# WHAT THE TASK REQUIRES:
Transcribe every entry word for word, leaving out all images.

# INPUT FOR THIS TASK:
+++++
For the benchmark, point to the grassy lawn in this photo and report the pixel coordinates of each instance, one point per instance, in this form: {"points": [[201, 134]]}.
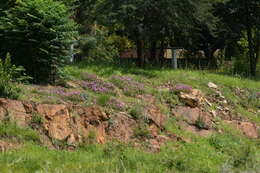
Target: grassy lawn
{"points": [[223, 152]]}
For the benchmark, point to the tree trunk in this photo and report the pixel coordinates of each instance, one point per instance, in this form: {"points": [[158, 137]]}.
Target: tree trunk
{"points": [[140, 52], [153, 56], [252, 58]]}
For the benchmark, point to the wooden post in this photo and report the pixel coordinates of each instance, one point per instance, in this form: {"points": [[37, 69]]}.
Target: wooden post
{"points": [[174, 59]]}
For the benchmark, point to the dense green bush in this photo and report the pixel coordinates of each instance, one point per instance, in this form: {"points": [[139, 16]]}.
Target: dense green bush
{"points": [[8, 74], [38, 34], [98, 47]]}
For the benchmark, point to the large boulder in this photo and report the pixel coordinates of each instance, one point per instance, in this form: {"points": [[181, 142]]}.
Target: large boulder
{"points": [[193, 99], [247, 128], [56, 120], [14, 111], [90, 120], [193, 116], [121, 126], [155, 115]]}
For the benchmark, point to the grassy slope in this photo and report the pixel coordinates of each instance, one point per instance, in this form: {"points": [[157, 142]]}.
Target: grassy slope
{"points": [[225, 151]]}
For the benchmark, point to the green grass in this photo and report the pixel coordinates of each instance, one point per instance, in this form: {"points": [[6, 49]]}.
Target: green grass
{"points": [[223, 152], [203, 155]]}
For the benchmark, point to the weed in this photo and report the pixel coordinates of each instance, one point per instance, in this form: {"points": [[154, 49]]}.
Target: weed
{"points": [[136, 111], [11, 130], [103, 100]]}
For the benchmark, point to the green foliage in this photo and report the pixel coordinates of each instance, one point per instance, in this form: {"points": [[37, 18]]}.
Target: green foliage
{"points": [[103, 99], [38, 34], [142, 131], [8, 75], [136, 111], [98, 47]]}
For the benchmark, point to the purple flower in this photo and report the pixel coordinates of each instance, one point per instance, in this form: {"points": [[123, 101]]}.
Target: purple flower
{"points": [[98, 86], [117, 104], [128, 85]]}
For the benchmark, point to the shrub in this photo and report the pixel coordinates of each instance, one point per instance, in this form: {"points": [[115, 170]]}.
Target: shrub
{"points": [[38, 34], [136, 111], [8, 74], [98, 47], [103, 100]]}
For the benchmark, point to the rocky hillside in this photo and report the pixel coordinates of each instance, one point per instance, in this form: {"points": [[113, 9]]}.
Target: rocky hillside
{"points": [[146, 111]]}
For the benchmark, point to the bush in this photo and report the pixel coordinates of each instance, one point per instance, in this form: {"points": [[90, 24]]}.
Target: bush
{"points": [[8, 74], [38, 34], [98, 47]]}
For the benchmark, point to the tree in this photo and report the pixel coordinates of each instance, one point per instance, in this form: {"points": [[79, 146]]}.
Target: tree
{"points": [[38, 33], [240, 16]]}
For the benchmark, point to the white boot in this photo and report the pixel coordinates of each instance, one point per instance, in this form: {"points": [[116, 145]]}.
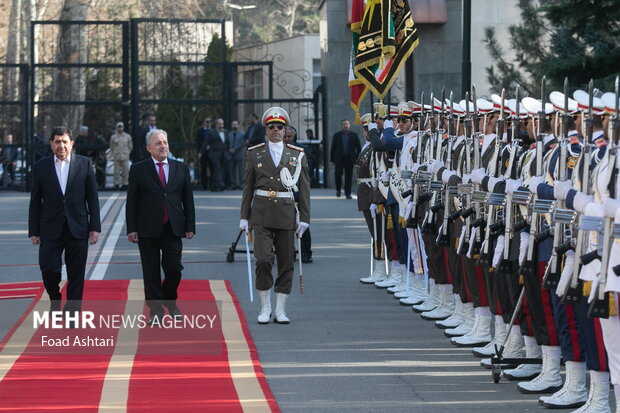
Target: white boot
{"points": [[446, 305], [457, 316], [598, 398], [377, 275], [512, 350], [393, 278], [265, 310], [526, 371], [433, 301], [468, 322], [479, 335], [281, 317], [549, 379], [420, 293], [402, 283], [498, 339], [574, 392]]}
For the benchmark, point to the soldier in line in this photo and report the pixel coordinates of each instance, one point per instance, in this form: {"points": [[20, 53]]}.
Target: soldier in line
{"points": [[121, 145], [273, 172]]}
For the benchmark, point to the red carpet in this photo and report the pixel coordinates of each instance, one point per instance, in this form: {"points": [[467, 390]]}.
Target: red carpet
{"points": [[225, 376]]}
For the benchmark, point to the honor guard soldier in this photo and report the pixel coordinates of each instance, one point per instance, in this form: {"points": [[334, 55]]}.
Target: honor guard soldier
{"points": [[273, 172]]}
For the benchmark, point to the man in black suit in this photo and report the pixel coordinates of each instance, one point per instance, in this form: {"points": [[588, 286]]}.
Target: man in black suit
{"points": [[159, 212], [345, 149], [203, 155], [63, 216], [217, 147]]}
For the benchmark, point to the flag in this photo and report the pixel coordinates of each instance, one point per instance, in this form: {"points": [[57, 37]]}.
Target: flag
{"points": [[387, 38], [358, 89]]}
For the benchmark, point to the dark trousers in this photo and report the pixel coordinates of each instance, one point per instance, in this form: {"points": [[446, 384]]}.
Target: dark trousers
{"points": [[266, 241], [50, 263], [347, 167], [217, 172], [204, 166], [156, 253]]}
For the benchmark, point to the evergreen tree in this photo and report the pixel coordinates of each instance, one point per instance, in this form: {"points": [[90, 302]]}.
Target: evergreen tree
{"points": [[578, 39]]}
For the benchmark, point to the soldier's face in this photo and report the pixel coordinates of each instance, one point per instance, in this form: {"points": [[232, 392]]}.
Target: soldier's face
{"points": [[275, 132], [61, 146], [158, 147]]}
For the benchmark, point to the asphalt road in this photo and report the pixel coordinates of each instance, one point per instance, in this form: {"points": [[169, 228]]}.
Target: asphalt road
{"points": [[349, 347]]}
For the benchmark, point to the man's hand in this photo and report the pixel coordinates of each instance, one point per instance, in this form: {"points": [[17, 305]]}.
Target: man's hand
{"points": [[301, 228], [93, 237]]}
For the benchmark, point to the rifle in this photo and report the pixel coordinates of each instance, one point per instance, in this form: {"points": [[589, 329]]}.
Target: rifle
{"points": [[573, 294], [599, 307], [435, 186], [505, 266], [494, 200], [553, 275], [444, 239]]}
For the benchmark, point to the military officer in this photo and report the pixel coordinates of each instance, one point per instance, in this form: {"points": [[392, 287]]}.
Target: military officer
+++++
# WRITTEN RESPONSE:
For the benchmark, point to the grassy lawn in this photo and report the pixel coordinates of each instance, one point per instance, in this form: {"points": [[201, 134]]}.
Target: grassy lawn
{"points": [[223, 152]]}
For the benchmark, point to the tree trunk in this photo and report the pixel coordinates of each instance, one point per instance, in this form: {"points": [[158, 137]]}.
Target: tree trunk
{"points": [[140, 52], [153, 56], [252, 58]]}
For the benchmark, point to the wooden post in this photo and report the pixel coordinates of each instance, one point per instance, in this form: {"points": [[37, 69]]}.
Target: wooden post
{"points": [[174, 59]]}
For the benchmark, point to the dense green bush in this photo and report the pixel coordinates of each instance, one point per instance, in this form: {"points": [[139, 16]]}.
Target: dense green bush
{"points": [[8, 74], [38, 34], [98, 47]]}
For the benchmark, point to the large boulder in this photo and report the pixel coordinates of each instance, one point per instance, in this form: {"points": [[181, 142]]}.
Target: large boulder
{"points": [[193, 99], [247, 128], [56, 120], [14, 111], [90, 120], [193, 116], [121, 126], [155, 115]]}
For the benchmark, point to the grassy slope in this photo and report the pixel coordinates of each instance, one point per instance, in this form: {"points": [[157, 142]]}.
Target: grassy slope
{"points": [[225, 151]]}
For the benchmark, point to the green grass in this photo and report the pixel coordinates of each instance, one point per instance, in this form: {"points": [[6, 49]]}.
Target: green grass
{"points": [[223, 152], [203, 155]]}
For the benchmark, point to the weed in this photo and report the pixel coordinates of each instance, one point per instance, in this form: {"points": [[154, 49]]}.
Target: weed
{"points": [[136, 111], [11, 130], [103, 100]]}
For the benchmark, point to the green foliage in this photo and report the pixel coordinates of each instance, one point per instance, in this form: {"points": [[37, 18]]}.
Target: green foliage
{"points": [[103, 99], [38, 34], [142, 131], [8, 75], [136, 111], [98, 47]]}
For the benchmark, point to the purple flower in this photo and report the pixel coordinates of each instance, one point per instance, in this form: {"points": [[123, 101]]}.
Target: purple flower
{"points": [[98, 86], [117, 104], [128, 85]]}
For the benchmark, point to the shrub in this photo and report the pixel coordinates of each instance, one point per instance, in this form: {"points": [[115, 170]]}.
Target: shrub
{"points": [[38, 34], [136, 111], [8, 74], [98, 47], [103, 100]]}
For the benchmark, point to the rocky hillside in this photo and report the pixel coordinates of each instance, one point per instance, in this form: {"points": [[113, 9]]}.
Target: rocky hillside
{"points": [[146, 111]]}
For the benchmark, point to the bush in this photo and report the pixel coordinates of each instance, one point per instance, in this form: {"points": [[90, 24]]}.
Target: bush
{"points": [[8, 74], [38, 34], [98, 47]]}
For the benchmark, point to the tree in this photo and report the pixel coordinates of each instance, one point per instance, in this form: {"points": [[79, 146]]}.
Target: tree
{"points": [[38, 33], [240, 16]]}
For the benchmark, point to the white boot in this photo and report the pixel coordinates of each instance, one point per instance, in this form: {"points": [[116, 145]]}.
Target: white boot
{"points": [[446, 305], [457, 316], [598, 398], [377, 275], [512, 350], [393, 278], [265, 310], [526, 371], [433, 301], [468, 322], [479, 335], [281, 317], [549, 379], [420, 293], [402, 283], [498, 339], [574, 392]]}
For the benchmark, point to the soldier in line in this photo and report the pixel coordinates of each instance, one point per instance, in this form: {"points": [[20, 53]]}.
Target: soldier in line
{"points": [[121, 145], [273, 172]]}
For the benchmark, point to the red carpet in this photo and report the pixel coordinates of each instance, one point per instance, in this form: {"points": [[467, 390]]}.
Target: red carpet
{"points": [[225, 376]]}
For the benchmark, point to the honor guard soldier in this photo and report the pixel coordinates of each instance, one point per instance, in this form: {"points": [[334, 55]]}.
Target: honor guard soldier
{"points": [[273, 172]]}
For the benchmark, point to the man in black suit in this photo and report the pixel coordinates of each instance, one point per instance, in this form: {"points": [[588, 286]]}.
Target: man in black suit
{"points": [[159, 212], [345, 149], [203, 155], [63, 216], [217, 147]]}
For the benchmark, point to the flag in this photo and report the pixel coordinates of each instance, one point per instance, in this form: {"points": [[57, 37]]}.
Target: flag
{"points": [[387, 38], [358, 89]]}
For the benchmark, point to the dark trousers in this photo and report the pixel coordinates of each instance, one point per instance, in this form: {"points": [[446, 384]]}.
Target: dark trousers
{"points": [[266, 241], [50, 263], [347, 167], [217, 172], [204, 166], [156, 253]]}
For the benchmark, point to the evergreen tree in this photo and report the pixel coordinates of each instance, one point per instance, in this form: {"points": [[90, 302]]}.
Target: evergreen tree
{"points": [[578, 39]]}
For the benchmark, point to the soldier's face in this photo and report the pixel coordinates of each instance, one point per instance, in this form: {"points": [[232, 392]]}.
Target: soldier's face
{"points": [[275, 132], [61, 146], [158, 147]]}
For the benchmark, point to the asphalt road in this photo and report the pixel coordinates of each instance, one point per instance, in this form: {"points": [[169, 228]]}.
Target: asphalt road
{"points": [[349, 347]]}
For the benchmark, point to the man's hand in this photo and report the pixel coordinates of each instance, one point per instance, in this form: {"points": [[17, 305]]}.
Target: man's hand
{"points": [[301, 228], [93, 237]]}
For the benchmark, point to the rifle in this photo and report the pixel coordinates of each instance, one point per instance, in this form: {"points": [[589, 329]]}.
Target: rifle
{"points": [[573, 294], [599, 307], [435, 186], [505, 266], [494, 200], [553, 275], [444, 239]]}
For the benchmark, point to the military officer in this photo and report the pixel coordinates of each instance, one point per instance, in this form: {"points": [[392, 287]]}.
Target: military officer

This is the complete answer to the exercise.